▶ [RECORD SET]
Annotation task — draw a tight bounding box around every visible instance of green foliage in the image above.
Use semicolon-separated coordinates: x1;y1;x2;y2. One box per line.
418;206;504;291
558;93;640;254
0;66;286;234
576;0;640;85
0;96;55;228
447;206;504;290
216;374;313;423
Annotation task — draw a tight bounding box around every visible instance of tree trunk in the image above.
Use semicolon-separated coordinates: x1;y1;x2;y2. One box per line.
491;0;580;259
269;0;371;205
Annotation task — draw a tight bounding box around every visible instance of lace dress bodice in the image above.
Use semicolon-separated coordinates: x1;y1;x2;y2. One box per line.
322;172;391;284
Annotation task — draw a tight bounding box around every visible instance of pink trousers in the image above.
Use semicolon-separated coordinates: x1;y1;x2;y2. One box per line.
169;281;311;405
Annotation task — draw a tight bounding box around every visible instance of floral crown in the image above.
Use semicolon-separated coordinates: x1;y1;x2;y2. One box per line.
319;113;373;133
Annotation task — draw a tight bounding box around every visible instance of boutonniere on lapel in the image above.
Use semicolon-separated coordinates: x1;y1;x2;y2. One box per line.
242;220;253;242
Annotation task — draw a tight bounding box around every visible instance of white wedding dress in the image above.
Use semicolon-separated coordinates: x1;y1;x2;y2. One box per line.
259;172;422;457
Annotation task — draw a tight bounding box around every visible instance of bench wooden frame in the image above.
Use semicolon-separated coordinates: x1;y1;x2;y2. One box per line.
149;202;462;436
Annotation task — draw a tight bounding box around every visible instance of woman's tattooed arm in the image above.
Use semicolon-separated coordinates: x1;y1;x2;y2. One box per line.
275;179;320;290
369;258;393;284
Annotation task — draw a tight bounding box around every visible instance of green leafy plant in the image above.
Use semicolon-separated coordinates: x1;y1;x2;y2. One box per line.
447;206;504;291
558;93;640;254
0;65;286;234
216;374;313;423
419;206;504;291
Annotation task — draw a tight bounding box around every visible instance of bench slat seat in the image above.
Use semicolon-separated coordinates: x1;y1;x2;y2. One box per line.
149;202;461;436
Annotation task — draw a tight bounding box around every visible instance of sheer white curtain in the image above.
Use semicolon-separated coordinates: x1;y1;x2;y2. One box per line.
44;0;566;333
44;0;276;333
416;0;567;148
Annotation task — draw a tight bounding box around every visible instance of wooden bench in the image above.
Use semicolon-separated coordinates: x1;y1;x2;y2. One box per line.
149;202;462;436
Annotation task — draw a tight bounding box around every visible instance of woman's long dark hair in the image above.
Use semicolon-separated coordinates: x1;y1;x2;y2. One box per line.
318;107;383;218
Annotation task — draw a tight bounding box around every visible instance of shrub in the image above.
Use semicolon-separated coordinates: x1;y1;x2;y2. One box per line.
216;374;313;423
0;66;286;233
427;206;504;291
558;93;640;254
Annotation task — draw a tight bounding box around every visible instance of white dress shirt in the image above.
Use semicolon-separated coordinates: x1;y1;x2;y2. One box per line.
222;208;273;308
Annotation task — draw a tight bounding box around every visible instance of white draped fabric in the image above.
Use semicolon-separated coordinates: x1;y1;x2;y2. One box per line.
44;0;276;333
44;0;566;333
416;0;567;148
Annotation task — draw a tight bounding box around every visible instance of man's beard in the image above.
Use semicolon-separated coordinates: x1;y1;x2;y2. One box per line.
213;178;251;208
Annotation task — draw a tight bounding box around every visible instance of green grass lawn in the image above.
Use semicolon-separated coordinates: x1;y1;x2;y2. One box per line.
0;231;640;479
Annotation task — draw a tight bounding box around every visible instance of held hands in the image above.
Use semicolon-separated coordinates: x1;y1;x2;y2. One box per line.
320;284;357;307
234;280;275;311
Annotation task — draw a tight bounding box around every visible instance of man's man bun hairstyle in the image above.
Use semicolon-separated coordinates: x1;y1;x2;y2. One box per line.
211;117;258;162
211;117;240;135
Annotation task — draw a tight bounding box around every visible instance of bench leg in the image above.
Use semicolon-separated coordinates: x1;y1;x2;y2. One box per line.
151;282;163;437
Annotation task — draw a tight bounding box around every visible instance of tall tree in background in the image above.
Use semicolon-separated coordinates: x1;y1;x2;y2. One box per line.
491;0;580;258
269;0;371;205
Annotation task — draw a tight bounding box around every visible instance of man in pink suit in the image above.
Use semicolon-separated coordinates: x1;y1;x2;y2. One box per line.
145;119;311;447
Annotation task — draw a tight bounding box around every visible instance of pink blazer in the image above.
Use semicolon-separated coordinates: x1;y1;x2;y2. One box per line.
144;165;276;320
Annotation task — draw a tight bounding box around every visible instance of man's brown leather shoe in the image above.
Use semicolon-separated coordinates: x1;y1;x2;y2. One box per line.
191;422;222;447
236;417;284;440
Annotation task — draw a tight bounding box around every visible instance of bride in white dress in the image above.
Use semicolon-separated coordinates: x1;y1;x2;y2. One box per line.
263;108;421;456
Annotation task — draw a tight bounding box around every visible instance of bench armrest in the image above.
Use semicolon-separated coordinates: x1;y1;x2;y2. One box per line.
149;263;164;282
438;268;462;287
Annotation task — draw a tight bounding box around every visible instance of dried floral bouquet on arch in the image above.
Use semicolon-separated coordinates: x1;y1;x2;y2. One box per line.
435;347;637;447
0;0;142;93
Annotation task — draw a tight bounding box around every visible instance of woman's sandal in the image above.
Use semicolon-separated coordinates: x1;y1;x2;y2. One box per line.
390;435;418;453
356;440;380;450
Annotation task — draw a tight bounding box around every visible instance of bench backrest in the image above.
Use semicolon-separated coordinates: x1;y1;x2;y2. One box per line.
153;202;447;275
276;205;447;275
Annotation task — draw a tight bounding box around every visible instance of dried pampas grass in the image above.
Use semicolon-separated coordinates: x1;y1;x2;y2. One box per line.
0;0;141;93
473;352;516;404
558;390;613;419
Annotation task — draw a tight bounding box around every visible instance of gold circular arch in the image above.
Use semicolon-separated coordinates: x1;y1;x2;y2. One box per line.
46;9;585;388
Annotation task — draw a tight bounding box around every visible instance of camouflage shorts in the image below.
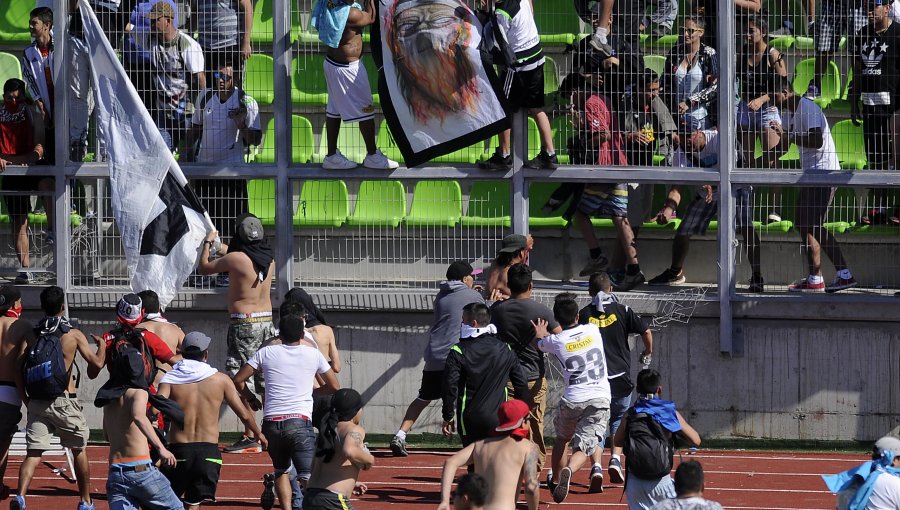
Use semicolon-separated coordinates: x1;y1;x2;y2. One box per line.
225;317;275;397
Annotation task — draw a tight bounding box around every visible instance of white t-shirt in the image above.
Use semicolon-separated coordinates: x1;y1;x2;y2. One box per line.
247;344;331;417
538;324;612;402
866;473;900;510
191;89;259;163
781;97;841;170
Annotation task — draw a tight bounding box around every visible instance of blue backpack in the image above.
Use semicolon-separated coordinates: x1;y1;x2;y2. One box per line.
22;317;72;400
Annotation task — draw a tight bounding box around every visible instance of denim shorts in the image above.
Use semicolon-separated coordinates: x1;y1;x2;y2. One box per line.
262;418;316;480
106;466;184;510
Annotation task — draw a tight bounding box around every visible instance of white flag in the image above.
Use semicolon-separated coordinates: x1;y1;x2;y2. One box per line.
78;0;213;307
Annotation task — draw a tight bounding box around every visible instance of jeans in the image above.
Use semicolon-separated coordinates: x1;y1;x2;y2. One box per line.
106;466;184;510
262;419;316;506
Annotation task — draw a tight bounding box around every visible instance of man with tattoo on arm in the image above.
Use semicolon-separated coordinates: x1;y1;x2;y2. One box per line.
438;400;539;510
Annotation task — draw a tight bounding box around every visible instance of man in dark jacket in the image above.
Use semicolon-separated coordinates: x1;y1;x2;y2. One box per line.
443;303;531;446
391;260;484;457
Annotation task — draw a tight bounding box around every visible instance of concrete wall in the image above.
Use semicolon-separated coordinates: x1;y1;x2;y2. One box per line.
61;303;900;440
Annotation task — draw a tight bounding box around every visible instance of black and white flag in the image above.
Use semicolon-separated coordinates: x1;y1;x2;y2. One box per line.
78;0;213;307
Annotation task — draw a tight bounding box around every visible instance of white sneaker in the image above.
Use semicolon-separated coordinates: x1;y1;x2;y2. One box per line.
322;151;356;170
363;149;400;170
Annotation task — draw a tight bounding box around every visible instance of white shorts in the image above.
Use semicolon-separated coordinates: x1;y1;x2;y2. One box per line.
325;57;375;122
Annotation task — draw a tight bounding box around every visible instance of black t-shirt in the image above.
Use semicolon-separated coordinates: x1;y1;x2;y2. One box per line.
491;299;559;381
853;22;900;105
578;303;647;398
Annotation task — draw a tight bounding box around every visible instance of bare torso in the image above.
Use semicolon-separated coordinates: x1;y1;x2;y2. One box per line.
472;436;536;510
306;421;366;499
168;373;232;444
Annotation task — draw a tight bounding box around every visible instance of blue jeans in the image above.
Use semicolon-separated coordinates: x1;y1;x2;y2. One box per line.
262;419;316;506
106;466;184;510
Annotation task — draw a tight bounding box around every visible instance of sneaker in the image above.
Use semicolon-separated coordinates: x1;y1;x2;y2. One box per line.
747;275;764;292
825;276;857;293
222;436;262;453
788;278;825;292
553;466;572;503
578;253;609;276
613;271;647;292
259;473;275;510
588;466;603;494
391;436;409;457
322;151;356;170
363;149;400;170
606;458;625;483
525;151;559;170
478;152;512;172
647;267;687;285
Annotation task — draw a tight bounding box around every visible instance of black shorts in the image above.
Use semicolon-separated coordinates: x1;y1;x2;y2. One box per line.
505;64;544;110
303;489;353;510
418;370;444;402
162;443;222;505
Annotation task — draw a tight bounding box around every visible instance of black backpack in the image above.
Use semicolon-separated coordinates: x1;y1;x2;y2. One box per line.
625;409;675;480
22;317;72;400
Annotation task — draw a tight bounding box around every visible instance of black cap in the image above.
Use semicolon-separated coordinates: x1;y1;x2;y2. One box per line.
278;315;305;343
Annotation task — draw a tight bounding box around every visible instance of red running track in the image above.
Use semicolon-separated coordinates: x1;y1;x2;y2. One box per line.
0;446;866;510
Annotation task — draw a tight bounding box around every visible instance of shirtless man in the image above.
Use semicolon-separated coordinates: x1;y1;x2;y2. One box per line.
303;388;375;510
198;213;275;453
103;388;182;510
438;400;539;510
322;0;400;170
484;234;534;301
9;286;106;510
0;285;33;500
157;331;268;510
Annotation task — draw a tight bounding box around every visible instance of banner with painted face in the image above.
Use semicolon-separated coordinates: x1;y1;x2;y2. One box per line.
372;0;509;167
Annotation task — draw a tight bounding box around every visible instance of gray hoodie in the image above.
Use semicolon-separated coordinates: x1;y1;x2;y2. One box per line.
425;280;484;370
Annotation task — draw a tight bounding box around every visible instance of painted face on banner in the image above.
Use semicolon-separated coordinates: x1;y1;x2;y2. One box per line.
386;0;479;122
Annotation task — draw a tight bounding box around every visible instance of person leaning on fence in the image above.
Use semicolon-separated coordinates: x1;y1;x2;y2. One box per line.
613;368;700;510
390;260;484;457
9;286;106;510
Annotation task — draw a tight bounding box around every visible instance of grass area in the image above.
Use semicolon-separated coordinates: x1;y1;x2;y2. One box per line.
84;430;872;455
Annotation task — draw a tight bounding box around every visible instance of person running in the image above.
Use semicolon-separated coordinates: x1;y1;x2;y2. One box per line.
532;298;610;503
157;331;268;510
438;399;540;510
441;303;530;446
197;213;275;453
390;260;484;457
0;284;33;500
303;388;375;510
232;314;340;508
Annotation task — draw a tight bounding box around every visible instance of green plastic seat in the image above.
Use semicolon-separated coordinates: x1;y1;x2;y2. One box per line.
644;53;666;76
247;179;275;227
254;115;315;164
831;119;868;170
404;181;462;227
244;54;275;104
528;182;571;228
294;181;350;228
0;0;34;44
461;181;512;227
791;58;841;108
347;181;406;227
0;52;22;83
532;0;581;45
291;53;328;106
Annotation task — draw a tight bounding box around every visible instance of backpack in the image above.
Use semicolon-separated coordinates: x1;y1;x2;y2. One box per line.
22;317;72;400
625;409;675;480
106;326;156;387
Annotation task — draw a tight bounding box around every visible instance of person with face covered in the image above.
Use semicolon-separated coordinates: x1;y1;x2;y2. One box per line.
313;0;400;170
197;213;276;453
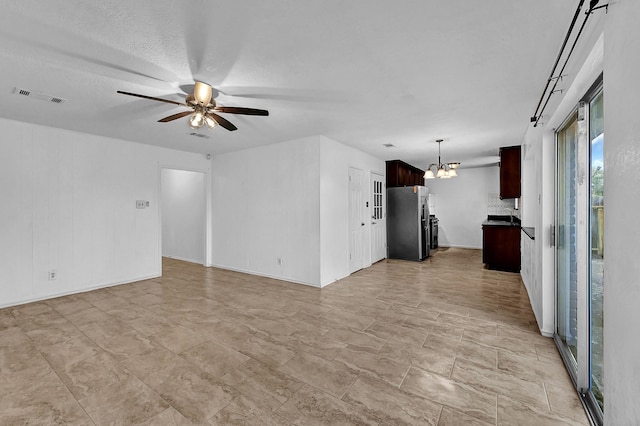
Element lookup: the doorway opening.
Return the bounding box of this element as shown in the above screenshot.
[160,168,207,266]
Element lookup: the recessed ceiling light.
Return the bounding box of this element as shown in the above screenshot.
[13,87,66,104]
[187,132,210,139]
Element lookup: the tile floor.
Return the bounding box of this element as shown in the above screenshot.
[0,249,588,425]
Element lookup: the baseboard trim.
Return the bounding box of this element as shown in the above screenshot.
[0,274,162,309]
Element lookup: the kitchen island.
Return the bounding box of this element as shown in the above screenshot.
[482,216,520,272]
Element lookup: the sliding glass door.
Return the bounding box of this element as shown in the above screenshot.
[589,90,604,410]
[554,82,604,424]
[556,111,578,377]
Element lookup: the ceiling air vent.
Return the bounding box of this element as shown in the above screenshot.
[187,132,209,139]
[13,87,66,104]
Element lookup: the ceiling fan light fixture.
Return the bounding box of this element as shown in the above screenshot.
[204,114,218,129]
[424,139,460,179]
[193,81,213,105]
[189,109,204,129]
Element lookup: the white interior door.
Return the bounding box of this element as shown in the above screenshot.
[349,167,364,273]
[370,173,387,263]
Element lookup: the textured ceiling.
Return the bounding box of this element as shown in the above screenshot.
[0,0,577,168]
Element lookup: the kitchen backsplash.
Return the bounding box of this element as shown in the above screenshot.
[487,194,520,218]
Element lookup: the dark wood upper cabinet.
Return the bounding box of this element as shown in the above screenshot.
[387,160,424,188]
[500,145,521,198]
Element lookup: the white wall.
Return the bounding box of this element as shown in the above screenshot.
[320,136,386,286]
[604,0,640,425]
[0,119,208,307]
[213,136,384,287]
[427,164,500,249]
[523,0,640,425]
[160,169,206,264]
[212,137,320,286]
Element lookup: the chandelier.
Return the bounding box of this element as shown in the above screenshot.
[424,139,460,179]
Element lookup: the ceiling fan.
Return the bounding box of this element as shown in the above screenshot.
[118,81,269,131]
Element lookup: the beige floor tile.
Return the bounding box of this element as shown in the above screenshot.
[498,350,573,387]
[57,351,131,399]
[145,363,235,422]
[378,341,455,377]
[209,395,293,426]
[545,383,589,424]
[221,359,303,411]
[280,352,359,398]
[497,395,589,426]
[334,346,410,387]
[424,335,498,368]
[180,340,250,378]
[0,248,585,425]
[364,321,427,346]
[462,330,538,359]
[150,325,207,354]
[277,385,378,425]
[342,376,441,425]
[451,359,549,410]
[79,376,169,425]
[0,372,93,425]
[401,367,496,423]
[438,406,494,426]
[39,336,100,369]
[136,407,204,426]
[274,332,347,360]
[78,318,133,342]
[325,327,386,353]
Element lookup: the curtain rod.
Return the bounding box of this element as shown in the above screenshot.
[531,0,584,123]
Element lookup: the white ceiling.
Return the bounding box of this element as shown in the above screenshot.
[0,0,578,168]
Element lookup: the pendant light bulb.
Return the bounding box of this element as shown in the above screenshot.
[193,81,213,106]
[189,109,204,129]
[204,114,218,129]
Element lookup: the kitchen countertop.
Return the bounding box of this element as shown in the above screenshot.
[482,220,520,228]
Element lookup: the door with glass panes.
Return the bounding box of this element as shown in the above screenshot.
[554,79,604,423]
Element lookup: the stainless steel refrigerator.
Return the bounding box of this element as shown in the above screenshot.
[387,186,429,261]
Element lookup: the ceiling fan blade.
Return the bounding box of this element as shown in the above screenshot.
[207,111,238,132]
[158,111,193,123]
[118,90,188,106]
[215,106,269,115]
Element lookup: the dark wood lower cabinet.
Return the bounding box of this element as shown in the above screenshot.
[482,225,520,272]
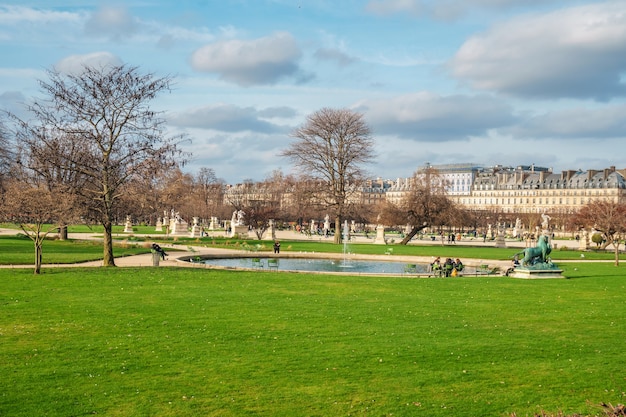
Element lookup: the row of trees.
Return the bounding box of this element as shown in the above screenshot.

▶ [WRITTEN REQUEST]
Copy the items word for word, beginning with the line that contains "suit in the image above." and continuing through the line that contains "356;440;380;450", with both of those lines included.

▶ [FULL ANSWER]
Annotation task — draw a tight bounding box around every visible instance of man in pink suit in the image above.
Use semicolon-separated coordinates: x1;y1;x2;y2. One box per line.
145;119;311;447
Annotation task — draw a tight bounding box around every visible instance of pink blazer in the image above.
Use semicolon-separated coordinates: x1;y1;x2;y2. One box per line.
144;165;276;320
Annotation task — draw a tight bounding box around every visible instance of man's brown leather shoe in the image above.
Use semicolon-separated coordinates: x1;y1;x2;y2. One box per line.
191;422;222;447
236;417;284;440
Annotation task — draw a tight bounding box around every visible instance of bride in white dress in the image above.
Use semicolon-separated coordinates: x1;y1;x2;y2. One box per line.
263;108;421;456
Annotation task — draw a tight bounding box around every visible instance of bench armrest in the image above.
Use semicolon-separated coordinates: x1;y1;x2;y2. One box per line.
149;263;164;282
438;268;462;287
Annotation task — draw a tight bounding box around every visible instance of dried floral bouquet on arch in the image above.
Use semicolon-separated coordinates: x1;y1;x2;y2. One box per line.
435;347;637;447
0;0;142;93
Annotation task — draw a tight bounding box around every visible instance of woman's sandal in the image above.
Use semicolon-separated coordinates: x1;y1;x2;y2. One box per line.
390;435;418;453
356;440;380;450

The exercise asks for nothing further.